### Text segment ###

Florida’s Consumer Confidence Grows Amid COVID Vaccine Expansion
A survey finds that residents are feeling more confident in their personal finances than they were just a month ago.
As more Floridians are vaccinated and the economy returns to normal, a University of Florida survey finds that Florida residents are feeling more confident in their personal finances than they were just a month ago.
Florida’s consumer confidence score, a number between 2 and 150 that describes how people feel about their personal finances, stood at 80.7 this March, according to economists at the University of Florida. That’s well below the pre-pandemic figures, which hovered in the 90s or low 100s, but above the lowest, 76.3, last April.
“The recovery is far from complete, though the vaccine eligibility expansion recently announced, opening up eligibility to all adults, is expected to have a positive impact on Florida’s economic prospects in the short-run,” said the director of UF’s Economic Analysis Program, Hector Sandoval. “Coupled with the arrival of the third stimulus check, which is expected to boost local economies, we anticipate an increased rate of recovery and further improvements in consumer sentiment in the coming months.”
But not everyone is equally optimistic about the future.
People over 60 in Florida were the least confident in their financial outlook a year from now, scoring just 76.2. And asked about their financial situation compared to a year ago, Florida women of all ages scored 18 points lower than men, at 58.9 compared to men’s 77.
Conducted March 1-25, the survey reached 427 Floridians representing a cross-section of the state’s demographics in race, gender and income.

### Record excerpts ###

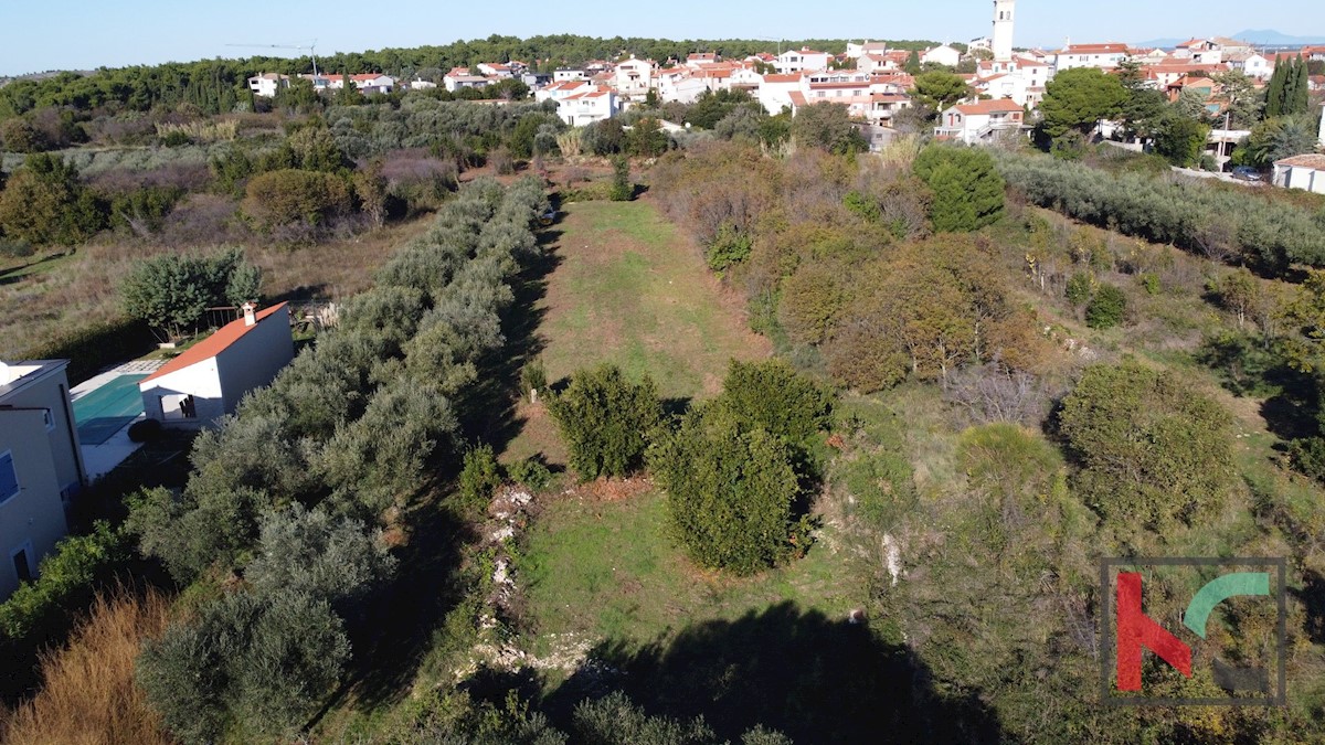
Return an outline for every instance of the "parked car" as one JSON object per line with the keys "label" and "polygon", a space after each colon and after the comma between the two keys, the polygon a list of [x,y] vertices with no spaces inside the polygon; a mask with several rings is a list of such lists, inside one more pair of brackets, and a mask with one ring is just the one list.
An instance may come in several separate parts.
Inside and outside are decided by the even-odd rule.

###
### Record excerpts ###

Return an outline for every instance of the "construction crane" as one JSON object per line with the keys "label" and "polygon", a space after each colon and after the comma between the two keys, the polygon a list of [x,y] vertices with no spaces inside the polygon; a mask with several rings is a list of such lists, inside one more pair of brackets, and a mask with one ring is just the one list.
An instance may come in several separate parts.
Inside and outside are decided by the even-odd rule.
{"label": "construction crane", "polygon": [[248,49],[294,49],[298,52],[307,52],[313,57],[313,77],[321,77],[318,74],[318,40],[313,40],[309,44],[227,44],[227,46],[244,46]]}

###

• Explore the material:
1. In the consumer confidence article, which single-number confidence scores are reported, and what does each describe?
2. According to the consumer confidence article, why does Hector Sandoval expect the recovery to speed up in the coming months?
3. Answer these questions about the consumer confidence article:
(a) What range can Florida's consumer confidence score fall within?
(b) What position does Hector Sandoval hold?
(c) How many Floridians did the survey reach?

• Numbered answers:
1.
- 80.7: Florida's consumer confidence score in March
- 76.3: the lowest score, recorded last April
- 76.2: people over 60, on their financial outlook a year from now
- 58.9: Florida women, on their financial situation compared to a year ago
- 77: Florida men, on their financial situation compared to a year ago

2. He expects the expansion of vaccine eligibility to all adults to have a positive short-run impact on Florida's economic prospects. Together with the third stimulus check, which is expected to boost local economies, this leads him to anticipate faster recovery and better consumer sentiment.

3.
(a) Between 2 and 150.
(b) Director of UF's Economic Analysis Program.
(c) 427.